Action item:
List every line in the records below that contains the string "then", copying each line in full. Uppercase and lowercase count as different.

Stored data:
↓↓↓
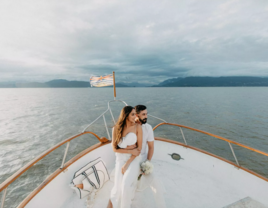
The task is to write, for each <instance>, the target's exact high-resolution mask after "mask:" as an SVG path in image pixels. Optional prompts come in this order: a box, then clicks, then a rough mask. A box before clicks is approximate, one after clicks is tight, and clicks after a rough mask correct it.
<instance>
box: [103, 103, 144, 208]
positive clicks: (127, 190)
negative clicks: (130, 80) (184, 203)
mask: <svg viewBox="0 0 268 208" xmlns="http://www.w3.org/2000/svg"><path fill="white" fill-rule="evenodd" d="M135 118H136V111H135V108H133V107H131V106H125V107H124V108H123V109H122V110H121V113H120V116H119V119H118V121H117V123H116V125H115V126H114V128H113V139H112V146H113V151H114V152H115V155H116V163H115V179H114V187H113V189H112V191H111V195H110V200H109V203H108V207H107V208H130V206H131V200H132V198H133V196H134V193H135V190H136V185H137V184H136V183H137V179H138V176H139V172H140V162H141V156H139V154H140V150H141V148H142V128H141V125H140V124H136V123H135Z"/></svg>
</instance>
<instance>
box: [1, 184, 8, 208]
mask: <svg viewBox="0 0 268 208" xmlns="http://www.w3.org/2000/svg"><path fill="white" fill-rule="evenodd" d="M6 194H7V188H6V189H5V190H4V193H3V197H2V203H1V208H4V205H5V199H6Z"/></svg>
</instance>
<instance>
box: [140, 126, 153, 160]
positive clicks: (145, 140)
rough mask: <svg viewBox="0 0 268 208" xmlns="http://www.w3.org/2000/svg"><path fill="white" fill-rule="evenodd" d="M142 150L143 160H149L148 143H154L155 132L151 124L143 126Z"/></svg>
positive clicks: (141, 153)
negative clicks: (147, 142)
mask: <svg viewBox="0 0 268 208" xmlns="http://www.w3.org/2000/svg"><path fill="white" fill-rule="evenodd" d="M141 127H142V149H141V157H142V160H143V161H144V160H146V159H147V153H148V150H147V149H148V148H147V146H148V144H147V142H152V141H154V132H153V128H152V126H151V125H150V124H148V123H146V124H142V125H141Z"/></svg>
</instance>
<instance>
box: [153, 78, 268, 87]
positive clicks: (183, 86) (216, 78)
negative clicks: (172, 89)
mask: <svg viewBox="0 0 268 208" xmlns="http://www.w3.org/2000/svg"><path fill="white" fill-rule="evenodd" d="M242 86H243V87H244V86H248V87H249V86H252V87H253V86H268V78H262V77H242V76H241V77H238V76H237V77H185V78H181V77H178V78H173V79H168V80H165V81H164V82H161V83H160V84H158V85H154V86H153V87H242Z"/></svg>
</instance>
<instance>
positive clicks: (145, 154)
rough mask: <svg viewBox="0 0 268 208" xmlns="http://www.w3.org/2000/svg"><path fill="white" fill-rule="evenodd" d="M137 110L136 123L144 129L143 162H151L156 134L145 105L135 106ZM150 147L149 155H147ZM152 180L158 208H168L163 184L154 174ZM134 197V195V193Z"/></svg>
mask: <svg viewBox="0 0 268 208" xmlns="http://www.w3.org/2000/svg"><path fill="white" fill-rule="evenodd" d="M135 110H136V122H137V123H140V124H141V127H142V134H143V135H142V149H141V153H140V155H141V161H142V162H143V161H145V160H149V161H151V159H152V157H153V154H154V132H153V128H152V126H151V125H150V124H148V123H147V115H148V113H147V108H146V106H145V105H137V106H135ZM147 145H148V153H147ZM150 175H151V178H152V179H153V180H152V181H151V183H150V188H151V190H152V192H153V193H154V198H155V203H156V206H155V207H156V208H166V203H165V199H164V187H163V185H161V183H160V182H159V181H158V180H156V178H155V176H154V173H151V174H150ZM133 197H134V193H133Z"/></svg>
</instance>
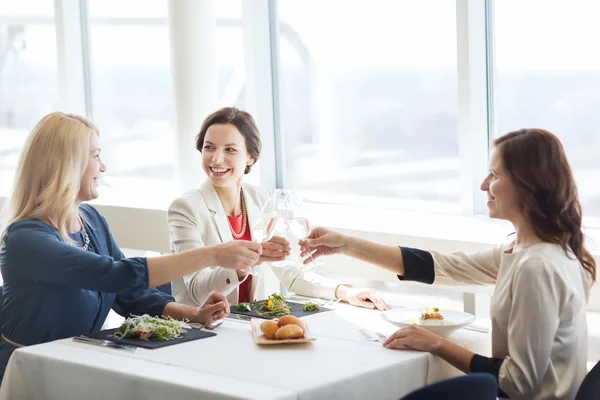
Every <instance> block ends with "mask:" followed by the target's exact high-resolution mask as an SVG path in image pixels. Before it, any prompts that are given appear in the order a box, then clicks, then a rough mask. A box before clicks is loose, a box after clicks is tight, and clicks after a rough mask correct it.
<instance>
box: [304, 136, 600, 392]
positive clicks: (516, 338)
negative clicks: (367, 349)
mask: <svg viewBox="0 0 600 400" xmlns="http://www.w3.org/2000/svg"><path fill="white" fill-rule="evenodd" d="M481 190H483V191H485V192H486V193H487V195H488V202H487V206H488V209H489V216H490V217H491V218H500V219H505V220H508V221H510V222H511V223H512V224H513V225H514V228H515V237H514V240H513V241H512V242H511V243H507V244H502V245H500V246H497V247H494V248H492V249H489V250H486V251H481V252H477V253H471V254H465V253H462V252H454V253H452V254H449V255H444V254H440V253H437V252H435V251H423V250H417V249H411V248H407V247H400V248H398V247H391V246H382V245H377V244H375V243H371V242H367V241H364V240H360V239H356V238H351V237H347V236H344V235H341V234H339V233H335V232H331V231H328V230H326V229H323V228H317V229H315V230H313V232H311V235H310V236H309V239H308V240H306V241H302V242H301V246H302V249H303V255H306V254H308V253H309V252H310V253H312V255H313V258H314V257H319V256H321V255H327V254H335V253H344V254H347V255H350V256H354V257H357V258H360V259H363V260H366V261H369V262H372V263H374V264H377V265H379V266H381V267H383V268H386V269H388V270H391V271H393V272H395V273H396V274H397V275H398V278H399V279H400V280H416V281H420V282H424V283H433V282H434V280H435V279H436V278H437V277H438V276H444V277H448V278H451V279H453V280H456V281H460V282H464V283H468V284H495V285H496V287H495V290H494V295H493V297H492V304H491V312H490V314H491V317H492V357H491V358H488V357H483V356H481V355H478V354H473V353H472V352H470V351H469V350H467V349H464V348H462V347H460V346H458V345H456V344H454V343H452V342H451V341H449V340H446V339H442V338H440V337H438V336H436V335H434V334H432V333H430V332H428V331H426V330H425V329H423V328H420V327H418V326H414V325H413V326H411V327H410V328H404V329H400V330H398V331H397V332H395V333H394V334H393V335H392V336H390V337H389V338H388V339H387V340H386V342H385V343H384V346H385V347H387V348H391V349H411V350H420V351H428V352H431V353H433V354H435V355H438V356H440V357H442V358H443V359H444V360H446V361H448V362H449V363H450V364H452V365H454V366H455V367H457V368H459V369H460V370H462V371H464V372H490V373H492V374H494V375H495V376H497V377H498V383H499V387H500V393H499V395H500V396H501V397H506V396H508V397H510V398H511V399H573V398H574V397H575V395H576V393H577V389H578V388H579V385H580V384H581V381H582V380H583V378H584V376H585V374H586V360H587V328H586V304H587V299H588V295H589V288H590V286H591V284H592V282H593V281H595V277H596V264H595V261H594V258H593V256H592V255H591V254H590V253H589V252H588V251H587V250H586V249H585V248H584V241H585V238H584V235H583V233H582V226H581V206H580V203H579V200H578V195H577V187H576V185H575V181H574V179H573V174H572V172H571V168H570V166H569V163H568V161H567V158H566V156H565V153H564V150H563V147H562V144H561V143H560V141H559V140H558V138H557V137H556V136H554V135H553V134H552V133H550V132H548V131H545V130H542V129H523V130H519V131H515V132H511V133H509V134H506V135H504V136H502V137H500V138H498V139H496V141H495V142H494V147H493V150H492V153H491V158H490V168H489V174H488V176H487V177H486V178H485V180H484V181H483V183H482V184H481Z"/></svg>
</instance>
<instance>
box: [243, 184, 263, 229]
mask: <svg viewBox="0 0 600 400" xmlns="http://www.w3.org/2000/svg"><path fill="white" fill-rule="evenodd" d="M242 187H243V188H244V198H245V199H246V212H247V213H248V227H249V228H250V232H252V240H254V229H253V228H254V224H255V223H256V221H258V217H259V214H260V209H259V208H258V206H257V205H256V203H255V202H254V200H252V196H251V194H252V192H253V190H252V188H251V187H250V186H247V185H242Z"/></svg>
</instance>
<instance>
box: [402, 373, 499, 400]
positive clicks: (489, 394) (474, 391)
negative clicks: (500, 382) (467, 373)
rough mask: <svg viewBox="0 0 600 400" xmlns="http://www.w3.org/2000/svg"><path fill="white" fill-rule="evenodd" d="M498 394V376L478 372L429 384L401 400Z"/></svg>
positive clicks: (468, 397)
mask: <svg viewBox="0 0 600 400" xmlns="http://www.w3.org/2000/svg"><path fill="white" fill-rule="evenodd" d="M497 396H498V380H497V379H496V377H495V376H494V375H492V374H486V373H480V372H477V373H473V374H468V375H464V376H458V377H456V378H450V379H445V380H443V381H440V382H436V383H433V384H431V385H427V386H425V387H423V388H421V389H418V390H415V391H414V392H411V393H409V394H407V395H406V396H404V397H403V398H402V399H401V400H429V399H436V400H496V397H497Z"/></svg>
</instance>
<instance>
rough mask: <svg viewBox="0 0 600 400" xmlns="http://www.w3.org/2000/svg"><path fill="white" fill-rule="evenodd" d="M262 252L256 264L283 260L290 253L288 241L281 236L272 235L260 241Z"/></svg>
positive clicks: (287, 240)
mask: <svg viewBox="0 0 600 400" xmlns="http://www.w3.org/2000/svg"><path fill="white" fill-rule="evenodd" d="M261 246H262V254H261V255H260V257H259V258H258V261H257V262H256V265H260V264H262V263H264V262H275V261H283V260H285V259H286V258H287V256H289V255H290V251H291V248H290V242H289V241H288V240H287V239H286V238H283V237H281V236H273V237H272V238H271V240H269V241H268V242H262V243H261Z"/></svg>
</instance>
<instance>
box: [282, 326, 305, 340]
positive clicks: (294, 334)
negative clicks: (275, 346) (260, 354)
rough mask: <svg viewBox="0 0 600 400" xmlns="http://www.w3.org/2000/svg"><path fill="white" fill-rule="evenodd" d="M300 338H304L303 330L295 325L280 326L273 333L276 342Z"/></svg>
mask: <svg viewBox="0 0 600 400" xmlns="http://www.w3.org/2000/svg"><path fill="white" fill-rule="evenodd" d="M302 336H304V330H303V329H302V328H301V327H300V326H298V325H295V324H288V325H285V326H282V327H281V328H279V329H277V332H275V339H277V340H283V339H300V338H301V337H302Z"/></svg>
↑↑↑
Final answer:
The task is to write, for each <instance>, the target's exact high-resolution mask after "mask:" as an SVG path in image pixels. Optional prompts come in this order: a box, then clicks, then a rough mask. A box before clicks is approximate, one after clicks is tight, and clicks after a rough mask correct it.
Every <instance> block ends with "mask:" followed by the target's exact high-resolution mask as an SVG path in image pixels. Before it, any prompts that are given appear in the order a box, then clicks, then a rough mask. A box before clicks is loose, a box after clicks is tight, and clicks after a rough mask correct it.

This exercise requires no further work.